--- Provided entries ---

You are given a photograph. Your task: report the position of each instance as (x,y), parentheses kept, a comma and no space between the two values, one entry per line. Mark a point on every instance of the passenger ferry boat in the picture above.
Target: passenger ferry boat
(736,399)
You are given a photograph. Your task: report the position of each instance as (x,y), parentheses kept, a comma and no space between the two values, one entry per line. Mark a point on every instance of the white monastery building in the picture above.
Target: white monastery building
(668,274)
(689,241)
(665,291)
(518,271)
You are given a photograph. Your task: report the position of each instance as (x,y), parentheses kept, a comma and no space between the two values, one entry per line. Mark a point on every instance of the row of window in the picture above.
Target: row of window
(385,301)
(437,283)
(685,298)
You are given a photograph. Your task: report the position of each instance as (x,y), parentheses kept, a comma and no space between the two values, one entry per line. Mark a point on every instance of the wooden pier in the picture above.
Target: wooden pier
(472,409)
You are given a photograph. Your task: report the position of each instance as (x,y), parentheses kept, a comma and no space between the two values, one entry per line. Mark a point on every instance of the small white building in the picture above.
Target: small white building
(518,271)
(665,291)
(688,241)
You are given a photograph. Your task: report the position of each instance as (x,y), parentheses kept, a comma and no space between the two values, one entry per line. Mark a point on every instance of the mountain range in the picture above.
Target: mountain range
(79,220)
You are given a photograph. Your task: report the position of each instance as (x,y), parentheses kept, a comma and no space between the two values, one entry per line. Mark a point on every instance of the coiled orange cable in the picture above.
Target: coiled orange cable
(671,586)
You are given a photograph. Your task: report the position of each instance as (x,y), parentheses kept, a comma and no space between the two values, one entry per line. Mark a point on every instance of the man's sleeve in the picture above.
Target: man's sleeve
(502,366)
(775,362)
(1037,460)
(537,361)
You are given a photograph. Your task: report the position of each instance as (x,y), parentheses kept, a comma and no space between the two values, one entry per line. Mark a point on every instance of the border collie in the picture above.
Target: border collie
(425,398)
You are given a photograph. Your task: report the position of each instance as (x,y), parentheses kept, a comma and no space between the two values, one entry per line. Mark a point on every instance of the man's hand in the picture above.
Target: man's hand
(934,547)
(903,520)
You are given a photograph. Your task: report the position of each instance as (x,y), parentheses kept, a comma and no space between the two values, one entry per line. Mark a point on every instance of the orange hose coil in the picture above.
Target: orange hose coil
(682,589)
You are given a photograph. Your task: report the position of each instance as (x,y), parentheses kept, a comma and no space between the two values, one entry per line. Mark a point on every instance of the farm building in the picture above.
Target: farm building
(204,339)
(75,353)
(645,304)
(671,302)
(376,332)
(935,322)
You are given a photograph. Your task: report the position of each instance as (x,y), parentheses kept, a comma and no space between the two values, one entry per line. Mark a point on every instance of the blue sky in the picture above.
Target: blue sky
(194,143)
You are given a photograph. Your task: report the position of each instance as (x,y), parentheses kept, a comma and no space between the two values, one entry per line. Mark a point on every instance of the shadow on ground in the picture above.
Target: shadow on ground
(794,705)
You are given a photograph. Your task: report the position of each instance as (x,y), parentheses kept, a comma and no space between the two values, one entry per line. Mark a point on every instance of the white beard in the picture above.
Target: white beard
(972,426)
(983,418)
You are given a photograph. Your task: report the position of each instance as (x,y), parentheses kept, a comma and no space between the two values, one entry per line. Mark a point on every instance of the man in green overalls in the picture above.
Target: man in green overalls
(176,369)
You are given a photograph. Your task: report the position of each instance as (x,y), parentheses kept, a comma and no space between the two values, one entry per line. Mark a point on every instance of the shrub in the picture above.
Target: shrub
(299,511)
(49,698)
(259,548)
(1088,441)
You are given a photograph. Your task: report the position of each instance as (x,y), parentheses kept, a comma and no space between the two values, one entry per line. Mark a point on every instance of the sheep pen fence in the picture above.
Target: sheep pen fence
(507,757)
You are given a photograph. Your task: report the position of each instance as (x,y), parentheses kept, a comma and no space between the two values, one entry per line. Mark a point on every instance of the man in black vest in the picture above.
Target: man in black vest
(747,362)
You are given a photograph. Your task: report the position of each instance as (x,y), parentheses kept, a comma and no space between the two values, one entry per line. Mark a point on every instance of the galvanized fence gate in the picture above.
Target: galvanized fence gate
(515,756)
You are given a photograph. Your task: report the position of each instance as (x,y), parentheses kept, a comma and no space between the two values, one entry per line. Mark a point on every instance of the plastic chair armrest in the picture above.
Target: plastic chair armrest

---

Go through the listing and copy all of it exactly.

- [The output]
You are given a photograph. Your task: report the position of each instance as (x,y), parentheses kept, a comma and no space between the two values, one entry per line. Mark a point on every instance of the passenger ferry boat in the picture above.
Target: passenger ferry boat
(736,399)
You are given a photograph. Your task: report the position of each instance as (x,y), parentheses kept, a comma and no space between the two values, one entry per line. Mark a point on every instance of the white monastery building in the picture above.
Target: white monastery building
(668,274)
(689,241)
(665,291)
(518,271)
You are given a photograph. Your task: report the position of each instance as (x,y), parentheses kept, a comma and no space between the two values, one entry per line. Mark a point on every instance of the row of window in the picture above.
Target: row of window
(385,301)
(437,283)
(685,298)
You are given a photograph. Your task: report the position of each instance as (x,y), parentheses kept, a comma and no space between the two values, one entry per line. Mark a point on every instance of the wooden pier in the picture above.
Target: wooden pier
(472,409)
You are given a photograph. Your task: report the position of each instance as (x,y), parentheses kept, a comma and no space between the two values, one entry per line. Mark a point on every instance of the small white building in the picture above.
Target: small white building
(518,271)
(665,291)
(688,241)
You are given a photograph. Your task: report the position of each instance as (x,y), parentheses kept, a comma and no space between the two values, one entry per line. Mark a point on every instance of the mountain range in the picture above.
Target: mountain range
(79,220)
You are given a photograph. Your task: report the position of each instance as (x,y), parentheses kept, a comma and no space between the two values, one entry per line. Mark a point on every instance of the coiled orange cable in the picture above.
Target: coiled orange cable
(671,586)
You are given a photograph. Your task: report the position of each instance as (x,y), parentheses kept, a comma and no space between the two values, one entry per line. Mark a point on every instance of the man's sleeve in the picture above.
Target: man's sleeve
(502,366)
(775,362)
(1037,460)
(537,361)
You are given a photograph. Your task: report the position of each instance as (x,y), parentheses kept, a comma and no space between the two values, one entry per line. Mark a point on every instance of the border collie in the picture above.
Target: border collie
(425,398)
You are given a photograph. Your task: report the position of each instance as (x,y), parentheses kept, a comma and no space between the two values, one entry per line. Mark a point on every instance of the man's hand in the picture above.
Target: man's hand
(934,547)
(903,520)
You are given a photograph. Your task: report the position of each instance as (x,y), parentheses kept, a comma and no space between the two values, one entry per line. Mark a point on every instance of the orange hose coil in the picture above.
Target: orange hose coil
(682,589)
You are given a photograph. Your task: report the position of each instance as (x,y), parentheses kept, a comma and no space between the two values, one entry per line. Mark a point on every instance of the farm building in the picture above.
Target: farm building
(204,339)
(75,353)
(645,304)
(671,302)
(376,332)
(935,322)
You are given a photograph. Your task: report the position of each instance as (x,y), parentheses kept, a comma and no space between the two values, one entry per line. Mark a point on every instance of the blue sky in the picture above.
Target: blue sky
(194,143)
You are given a photograph. Your task: report the position of each instance as (x,y), parentheses kept, a comma and no space between the two values, one entry per line. Mark a point on every instance of the shadow on ground in the picture above.
Target: shadow on ground
(794,705)
You are given a photograph. Your task: report the position of each instance as (x,y), parentheses kept, a comma and no space between the two values, one entry per line. Mark a point on every instance of the white beard in the picture above.
Target: white beard
(972,426)
(983,418)
You are given a photograph. Your task: report the position of each instance as (x,y), parentheses kept, a comma and no space between the two values, one entry per line. Mark a point on every instance of the man in green overalls in the picture above.
Target: man in green overalls
(176,369)
You are given a photograph. Your task: report the position of each instance as (x,y), parentheses kept, a comma and no space between the two values, one entry per line. Mark a point on every instance of the shrub in the picture above.
Target: shrub
(299,511)
(49,698)
(259,548)
(1088,441)
You are given a photograph. Your task: report the position of each instance as (x,y), parentheses kept, a comma and no space between the two values, one entry per line. Mark a point on every instance of the sheep pen fence in the picture above.
Target: sheep pen fence
(507,757)
You are given a photograph. Your task: report the position of each instance as (x,y), parentheses kept, a comma and no space between the two values, one entry per line. Mark a point on every instance of the man in black vest in the picture above.
Target: man in black vest
(747,362)
You are given a photograph. Your task: report the position of each instance as (x,y), parentheses kept, a comma and no space between the two values, one entry per line. Mark a point on every instance of the galvanized fence gate in the picture above.
Target: galvanized fence gate
(515,756)
You are given a photograph. Your task: report the position of each instance as (x,y), parentheses kept, a comma and no space between the two values, one entry per line. Mark a point on every instance of the plastic chair armrest in the picture above.
Target: plastic chair armrest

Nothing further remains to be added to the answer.